Problem statement
Any picture in the material should be left out, while all other lines are copied exactly.

Data to examine
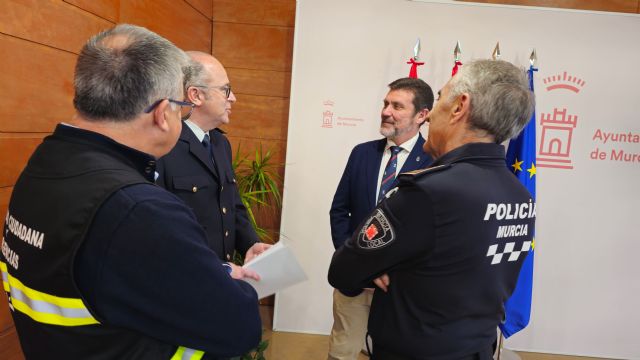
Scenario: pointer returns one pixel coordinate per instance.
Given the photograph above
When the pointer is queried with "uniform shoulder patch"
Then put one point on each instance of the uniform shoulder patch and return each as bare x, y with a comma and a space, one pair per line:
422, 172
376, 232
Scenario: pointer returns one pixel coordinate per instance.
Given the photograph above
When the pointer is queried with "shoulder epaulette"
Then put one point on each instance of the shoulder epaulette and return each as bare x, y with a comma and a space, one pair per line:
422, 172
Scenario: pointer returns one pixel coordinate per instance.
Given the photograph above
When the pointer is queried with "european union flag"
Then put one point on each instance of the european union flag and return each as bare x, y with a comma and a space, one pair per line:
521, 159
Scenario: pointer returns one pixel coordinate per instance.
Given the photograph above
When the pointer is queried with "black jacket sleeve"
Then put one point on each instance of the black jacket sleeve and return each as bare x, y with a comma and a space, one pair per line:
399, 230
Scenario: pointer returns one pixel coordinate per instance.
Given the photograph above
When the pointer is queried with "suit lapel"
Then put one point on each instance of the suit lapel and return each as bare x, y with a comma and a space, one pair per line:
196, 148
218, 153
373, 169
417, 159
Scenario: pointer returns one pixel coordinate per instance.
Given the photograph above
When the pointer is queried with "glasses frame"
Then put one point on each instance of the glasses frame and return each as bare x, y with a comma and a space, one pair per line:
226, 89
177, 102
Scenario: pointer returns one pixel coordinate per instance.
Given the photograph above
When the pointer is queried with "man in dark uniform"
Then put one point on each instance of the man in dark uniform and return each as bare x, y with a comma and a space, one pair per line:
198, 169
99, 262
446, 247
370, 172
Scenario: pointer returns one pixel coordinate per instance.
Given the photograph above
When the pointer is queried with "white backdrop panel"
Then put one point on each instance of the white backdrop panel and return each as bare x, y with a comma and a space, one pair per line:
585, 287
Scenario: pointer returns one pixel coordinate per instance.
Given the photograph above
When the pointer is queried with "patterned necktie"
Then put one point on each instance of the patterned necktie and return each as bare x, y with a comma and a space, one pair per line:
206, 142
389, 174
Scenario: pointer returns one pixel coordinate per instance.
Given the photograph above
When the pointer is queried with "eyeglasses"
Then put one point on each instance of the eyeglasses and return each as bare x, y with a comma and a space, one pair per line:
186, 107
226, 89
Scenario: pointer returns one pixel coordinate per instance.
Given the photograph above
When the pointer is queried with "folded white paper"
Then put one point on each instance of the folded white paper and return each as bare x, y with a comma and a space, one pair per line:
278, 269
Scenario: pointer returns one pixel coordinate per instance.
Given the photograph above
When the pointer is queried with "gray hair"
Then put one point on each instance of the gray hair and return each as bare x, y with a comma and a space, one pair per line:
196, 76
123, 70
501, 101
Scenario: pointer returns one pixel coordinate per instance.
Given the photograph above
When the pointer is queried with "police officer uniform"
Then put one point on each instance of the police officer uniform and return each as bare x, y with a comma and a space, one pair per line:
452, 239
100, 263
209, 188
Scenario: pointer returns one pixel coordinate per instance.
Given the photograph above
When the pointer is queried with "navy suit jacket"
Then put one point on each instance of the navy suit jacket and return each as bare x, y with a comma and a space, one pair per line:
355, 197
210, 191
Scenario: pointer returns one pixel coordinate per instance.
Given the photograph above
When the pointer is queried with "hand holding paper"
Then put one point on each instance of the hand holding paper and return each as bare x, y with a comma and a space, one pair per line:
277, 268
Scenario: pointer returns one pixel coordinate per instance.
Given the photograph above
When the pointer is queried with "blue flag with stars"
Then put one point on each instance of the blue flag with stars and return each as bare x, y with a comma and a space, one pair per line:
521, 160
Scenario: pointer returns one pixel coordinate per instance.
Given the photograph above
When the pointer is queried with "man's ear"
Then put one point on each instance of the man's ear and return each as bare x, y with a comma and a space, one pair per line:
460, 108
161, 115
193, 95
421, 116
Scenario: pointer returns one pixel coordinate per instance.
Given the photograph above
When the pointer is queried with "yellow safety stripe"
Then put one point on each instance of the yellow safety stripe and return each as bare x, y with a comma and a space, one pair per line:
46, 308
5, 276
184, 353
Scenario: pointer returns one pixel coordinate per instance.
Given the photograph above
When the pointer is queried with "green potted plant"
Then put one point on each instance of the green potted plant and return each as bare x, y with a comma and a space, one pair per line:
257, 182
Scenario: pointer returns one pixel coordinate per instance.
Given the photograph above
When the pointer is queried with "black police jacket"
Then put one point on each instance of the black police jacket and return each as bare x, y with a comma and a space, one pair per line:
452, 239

Written answer
Scenario: pointer returns one pixel coordinate per instance.
Given the photograph above
When the pointer is queried with "uniform shoulder patch"
Then put one point on each instance of the uniform shoulder patch and return each as bare x, y with a comma and a space, one pair per line:
422, 172
376, 232
Scenario: pointer returns one pixel coordinate per instance.
Given the photograph above
When the pointer is queried with "shoulder epaulette"
Then put one point on each instance of the shoulder epaulette and return each as bare x, y with a comma and a space, one pair per line:
422, 172
Scenario: pointer returns one pixel coordinate per instance.
Given the photograph above
When the pointer is queried with "european union flag"
Then put one point on each instance of the european union flag and return each as bare x, y with a comma and a space, one pair per line:
521, 159
Scenario: pointer returns one pixel coordinate per instance.
Given the photograph above
When the pointer is queried with "black jacket sleeve"
Then put one point on each instance of the black jacket sleeve and return each as bare x, y with a comma and a space, one pair per line:
399, 230
Scenario: pointer returns one pixel coordinate per instance.
Given the photograph above
When the pointer is queried with "suit lapel"
Then put one point on each instance of the suit lapel and return each as bare x, y with a comma and a space, one pair per line:
196, 148
218, 153
373, 169
417, 159
Scenario: pointer returns one pixel coordinate per instance.
Given the photograph above
When the pointer is queried with "glasses frame"
Then put one point on each instance of the glasses frame and return each as bare x, y with a comma and a space, one pair per line:
226, 89
177, 102
Scenario: pointer returns one pixel coordinate per instance.
Given the photograph above
When the pointer is queried with "man in dark uniform"
Then put one point on each instance of the man in dark uniform and return each as bare x, y with a comma and a space, one pair per line:
198, 169
99, 262
446, 247
370, 172
Scenario: pointer returns one pixel coordinate per instance.
Given the photograph above
When the pointer is queried with "white backdrop panel"
Then put one point on each instance of the white backdrop panel and return each as bare x, y with a comma and a space, one pair per line:
585, 287
Scenario: pointer returns one pixel coordinate per instance.
Given the photograph above
When the pointer is queried with "patterned necktie"
Then put one point on each instance of the patterned necktie and return each as bare x, y with a comma and a space, one pair per line:
206, 142
389, 174
Scenario: pointer returns one pixel coordinate per instance.
Given the photograph above
When the pointer is queried with "eyeglasses"
Then put one point on each instance of the eyeglasses and return each as bare x, y with a comma and a space, one pair per line:
186, 107
226, 89
Scenario: pointer returns one pixel coordinate per instance.
Given the photograph above
When the pointer is queried with "folded white paper"
Then put one point on each instance of the folded white paper and return each as bare x, y with a comma and a space, one pair per line:
278, 269
Scenario: pointer returns one pixel coordinate per instance.
Given the photograph above
When the pointer is queried with "gray hair"
Then put one point on each instance of the gray hair and return each as bare x, y with a comma and a space, one pair per line:
196, 76
123, 70
501, 101
Scenario: pointer returns one pixel coordinate per instance.
Given the photograph above
When the pointer is queried with "police officer uniform"
Then put one point on each instance of the police officer uniform and return each as bare x, y with a comma and a space, one pair per line:
452, 239
100, 263
209, 188
Scenario: pointer returns one pixel coordinate per instance.
Given the photograph above
When the pointer is queried with "navy suit jacket"
Then put one point on each instance of the navy suit jacket and return each as bare x, y with a comma and a space, one pair per line:
355, 197
210, 191
Scenario: pointer returns one pixel coordinate per instance.
Given the photograph above
When the pointer is queried with "hand holding paper"
Then put one point on each instance of the hand holding paper and return each as bare x, y with a comma and a space, one pair per line:
277, 268
Scenario: pointer returns one pixel coordinate per instance.
Given the photograph above
When the pointer is queried with "blue flag with stars"
Then put one point on each instance of the blue flag with stars and return each as bare x, y with a comma and a space, one pair per line:
521, 160
Scenario: pointer returns one pixel coordinate per instance.
Given the photograph above
When the pointer is queried with "man's ear"
Then put one point on each instance of the man's ear and return each as bare x, y with a comma and a space, one pair per line:
460, 108
161, 115
193, 95
421, 116
Scenario: pointer returns one pixel coordinate per instance.
Given the photograph above
When the pointer is queried with "yellow safety stripe"
Then put one point on each instance of the yellow safety stripe and return each as bare x, y with a comma and a space, one pair per line:
46, 308
5, 276
184, 353
Scenario: pointer returns one pixel coordinate per instance.
Given the photograph above
When the pointer is queried with "green potted plant"
Then put one point on each instance of the green potted plant and return each as bare x, y with a comma and a space, one pair per line:
257, 182
Scenario: pointer returns one pixel coordinate per instance.
Given the photograph above
When the pointer is queried with "black police jacket"
Then put one point on each instance of the black police jacket and return each as bare x, y with a comma and a space, one pair per line:
452, 239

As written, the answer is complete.